Can you write out the rows below again with every "instance" changed to "object", keeping everything else the same and leaving the pictures out?

# # #

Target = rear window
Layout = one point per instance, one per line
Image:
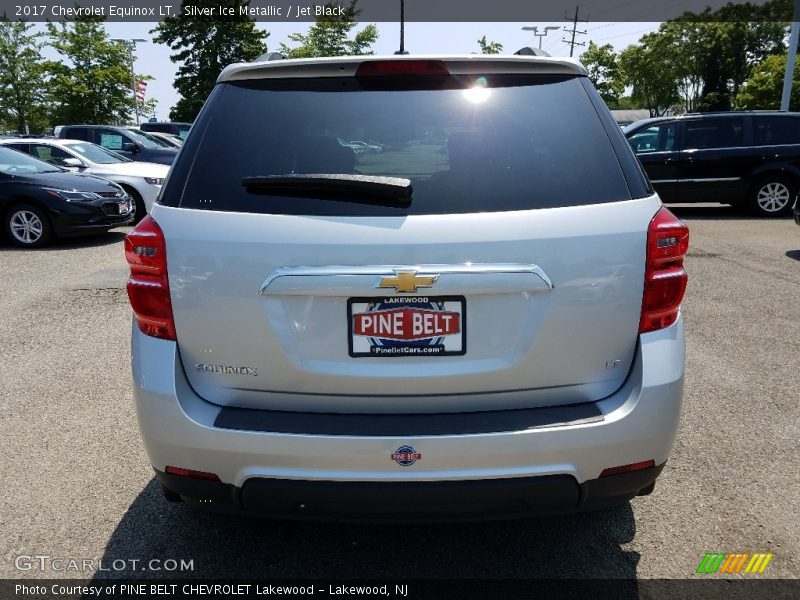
(487, 144)
(727, 132)
(774, 131)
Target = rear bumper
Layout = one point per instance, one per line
(544, 467)
(481, 499)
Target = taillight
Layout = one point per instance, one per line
(148, 286)
(645, 464)
(664, 278)
(401, 67)
(181, 472)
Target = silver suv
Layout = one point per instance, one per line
(479, 317)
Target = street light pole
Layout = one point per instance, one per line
(130, 44)
(535, 31)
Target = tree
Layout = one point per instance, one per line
(204, 46)
(328, 36)
(490, 47)
(601, 63)
(92, 82)
(764, 88)
(720, 48)
(22, 86)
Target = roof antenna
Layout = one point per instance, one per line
(402, 28)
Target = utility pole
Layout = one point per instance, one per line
(536, 33)
(572, 43)
(788, 75)
(402, 28)
(130, 44)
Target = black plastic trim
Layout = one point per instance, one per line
(404, 425)
(481, 499)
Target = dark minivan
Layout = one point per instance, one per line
(130, 143)
(749, 159)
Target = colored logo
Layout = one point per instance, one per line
(405, 456)
(406, 323)
(406, 281)
(739, 562)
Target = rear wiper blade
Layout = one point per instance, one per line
(369, 189)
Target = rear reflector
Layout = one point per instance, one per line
(401, 67)
(148, 286)
(192, 474)
(665, 279)
(645, 464)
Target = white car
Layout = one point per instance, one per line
(141, 180)
(486, 325)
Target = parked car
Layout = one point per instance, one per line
(360, 147)
(172, 141)
(748, 159)
(141, 181)
(172, 127)
(415, 334)
(130, 143)
(39, 201)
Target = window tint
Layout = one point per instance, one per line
(724, 132)
(770, 131)
(658, 138)
(509, 143)
(110, 140)
(98, 154)
(49, 154)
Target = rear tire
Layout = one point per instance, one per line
(27, 226)
(772, 196)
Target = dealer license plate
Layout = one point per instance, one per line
(398, 326)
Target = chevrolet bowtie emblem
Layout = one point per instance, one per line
(406, 281)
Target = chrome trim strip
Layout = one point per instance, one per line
(379, 271)
(710, 180)
(706, 180)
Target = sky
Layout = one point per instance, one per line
(420, 38)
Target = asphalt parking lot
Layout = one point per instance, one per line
(77, 484)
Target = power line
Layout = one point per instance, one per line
(572, 43)
(613, 37)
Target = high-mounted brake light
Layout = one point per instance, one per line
(148, 285)
(664, 279)
(401, 67)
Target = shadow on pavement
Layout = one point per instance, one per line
(221, 546)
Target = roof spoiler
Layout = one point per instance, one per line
(528, 51)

# # #

» **EXERCISE ANSWER**
Target = rear window
Layout = one point per object, one per line
Image:
(487, 144)
(727, 132)
(774, 131)
Target = rear bumper
Layout = one point per object, one per line
(544, 467)
(481, 499)
Target = taillight
Layout = one point per object, one per line
(148, 286)
(645, 464)
(664, 278)
(401, 67)
(181, 472)
Target = silver suv
Layout = one point per object, one per line
(479, 317)
Target = street light pole
Layout = one point per object, one per line
(130, 44)
(535, 31)
Target = tree
Layout = one point per object, one per line
(204, 46)
(328, 36)
(490, 47)
(601, 63)
(92, 82)
(764, 88)
(720, 48)
(22, 86)
Target = roof antenna
Layout = one point per object, one per line
(402, 28)
Target = utility pole
Layout = one point per object, one per line
(536, 33)
(572, 43)
(788, 75)
(402, 28)
(130, 44)
Target = black plastic trim
Layout = one point per object, one per line
(404, 425)
(481, 499)
Target = dark minivan
Layout = one point per object, one per line
(130, 143)
(749, 159)
Target = colored logo
Layout = one point per object, one per line
(405, 456)
(406, 323)
(406, 281)
(739, 562)
Target = rear wiper blade
Layout = one point per object, one per line
(369, 189)
Target = rear reflector
Layout = one point per object, one per line
(401, 67)
(148, 286)
(192, 474)
(665, 279)
(645, 464)
Target = white car
Layout = one point per object, one per line
(141, 180)
(486, 325)
Target = parked car
Layout = one point per object, one per line
(360, 147)
(172, 141)
(748, 159)
(141, 181)
(172, 127)
(415, 334)
(130, 143)
(39, 201)
Target = window tint
Layout = one point per object, one per line
(724, 132)
(770, 131)
(658, 138)
(509, 143)
(110, 140)
(98, 154)
(49, 154)
Target = rear tire
Layout = one point per object, one per line
(27, 226)
(772, 196)
Target = dealer license plate
Layout = one point per object, one per line
(398, 326)
Target = chevrolet bowtie emblem
Layout = one point per object, one per line
(406, 281)
Target = chrome trim strip
Layout = one point per object, one per line
(379, 271)
(710, 180)
(706, 180)
Target = sky
Layout = one point per object, one per line
(420, 38)
Target = asphalt parking lot
Layout = one point per object, one per line
(77, 484)
Target = power line
Layout = one point per object, one per line
(572, 43)
(613, 37)
Target = high-mounted brake light
Layout = one point per object, one per line
(148, 285)
(664, 279)
(401, 67)
Target = shadow on pavement
Layout = one point per object, one per line
(221, 546)
Target = roof spoiler
Layout = one point per object, one per line
(528, 51)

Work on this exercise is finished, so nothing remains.